Print the entries that appear below, exactly as written and without their pictures.

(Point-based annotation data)
^^^^^^^^^^^^^^^^

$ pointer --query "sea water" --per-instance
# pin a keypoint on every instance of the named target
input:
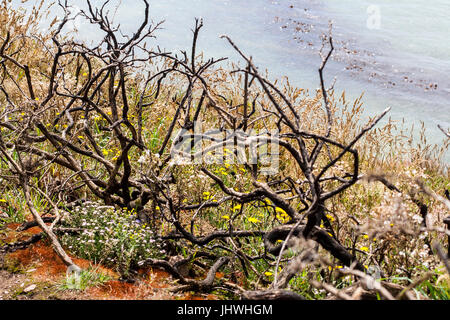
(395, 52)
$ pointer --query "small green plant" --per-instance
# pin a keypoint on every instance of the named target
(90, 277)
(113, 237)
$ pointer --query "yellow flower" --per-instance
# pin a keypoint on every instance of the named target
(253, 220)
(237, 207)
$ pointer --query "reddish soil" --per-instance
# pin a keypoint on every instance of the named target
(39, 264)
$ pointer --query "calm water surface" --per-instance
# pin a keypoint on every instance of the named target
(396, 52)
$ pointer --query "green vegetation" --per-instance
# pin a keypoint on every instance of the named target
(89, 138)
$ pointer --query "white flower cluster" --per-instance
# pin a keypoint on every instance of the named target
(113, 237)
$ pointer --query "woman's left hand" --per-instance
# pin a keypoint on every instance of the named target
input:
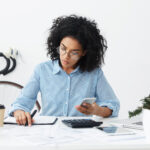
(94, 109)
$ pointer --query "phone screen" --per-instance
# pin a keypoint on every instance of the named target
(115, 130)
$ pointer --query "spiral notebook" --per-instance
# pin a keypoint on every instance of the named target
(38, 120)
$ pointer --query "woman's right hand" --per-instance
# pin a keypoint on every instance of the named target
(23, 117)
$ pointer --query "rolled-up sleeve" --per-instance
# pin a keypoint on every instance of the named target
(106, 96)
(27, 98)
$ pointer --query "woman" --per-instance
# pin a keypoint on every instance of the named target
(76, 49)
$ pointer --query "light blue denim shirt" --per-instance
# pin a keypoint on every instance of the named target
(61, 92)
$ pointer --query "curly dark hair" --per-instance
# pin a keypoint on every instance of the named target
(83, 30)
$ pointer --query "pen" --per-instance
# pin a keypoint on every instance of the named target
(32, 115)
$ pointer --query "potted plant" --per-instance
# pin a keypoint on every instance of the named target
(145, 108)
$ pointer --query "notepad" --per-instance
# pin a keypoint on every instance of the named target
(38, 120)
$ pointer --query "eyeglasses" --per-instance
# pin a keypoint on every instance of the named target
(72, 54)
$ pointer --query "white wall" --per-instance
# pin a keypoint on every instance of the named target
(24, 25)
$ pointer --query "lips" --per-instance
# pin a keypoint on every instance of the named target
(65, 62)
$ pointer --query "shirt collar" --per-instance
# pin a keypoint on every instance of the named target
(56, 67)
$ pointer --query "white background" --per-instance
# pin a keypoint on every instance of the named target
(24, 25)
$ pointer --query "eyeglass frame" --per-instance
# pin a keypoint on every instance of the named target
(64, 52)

^^^^^^^^^^^^^^^^

## Result for this exercise
$ pointer --query "sea water" --per-instance
# pin a keypoint on every instance of the named target
input:
(395, 52)
$ pointer --query "small green plant" --per-instance
# pin a keypoint on every instance of the named target
(90, 277)
(113, 237)
$ pointer --query "yellow flower" --per-instance
# pin a keypoint on every instance of the named target
(253, 220)
(237, 207)
$ pointer --query "reddish soil" --per-instance
# pin a keypoint on every instance of the named target
(39, 264)
$ pointer --query "calm water surface" --per-instance
# pin a keypoint on every instance of the named target
(396, 52)
$ pointer --query "green vegetation" --per-instance
# pin a keypoint on every instance of the named target
(89, 138)
$ pointer --query "white flower cluster" --per-instance
# pin a keypoint on every instance of the named target
(113, 237)
$ pointer --query "woman's left hand" --per-instance
# pin a keypoint on every instance of the named target
input:
(94, 109)
$ pointer --query "phone screen" --per-instance
# pin a keypoint on every instance of the named target
(115, 130)
$ pointer --query "spiral notebook" --per-instance
# pin a keypoint on every instance of the named target
(38, 120)
$ pointer --query "woman's right hand" --per-instance
# pin a keypoint on every instance of the named target
(23, 117)
$ pointer --query "rolled-up sleeve" --per-instance
# pin a keypoint on every instance of the named target
(106, 96)
(27, 98)
$ pointer --query "woman" --per-instance
# pin a keypoint on every instance of the named target
(76, 49)
$ pointer --query "light blue denim shirt" --per-instance
# pin a keypoint on every instance of the named target
(61, 92)
$ pointer --query "curly dark hair" --per-instance
# pin a keypoint on every instance of the named target
(83, 30)
$ pointer --query "pen" --per-instance
# pin a keypoint on every instance of the named target
(32, 115)
$ pointer --query "potted plant" --per-instance
# pin a keypoint on every instance of the named target
(145, 108)
$ pointer --query "notepad" --per-instance
# pin a keypoint on every instance of the named target
(38, 120)
$ pointer --query "eyeglasses" --per-instance
# pin a keypoint on every instance of the named target
(72, 54)
$ pointer --query "white wall" --per-instance
# pin a keypoint on every instance of the named target
(24, 25)
$ pointer --query "lips" --per-instance
# pin a keypoint on every instance of the named target
(65, 62)
$ pointer --query "shirt collar" --per-instance
# pin a keypoint on every instance of the named target
(56, 67)
$ pointer --query "white background" --per-instance
# pin a keypoint on every instance of the named target
(24, 25)
$ pointer --query "eyeglass frame" --per-instance
# pin a keypoint on every instance of the named target
(64, 52)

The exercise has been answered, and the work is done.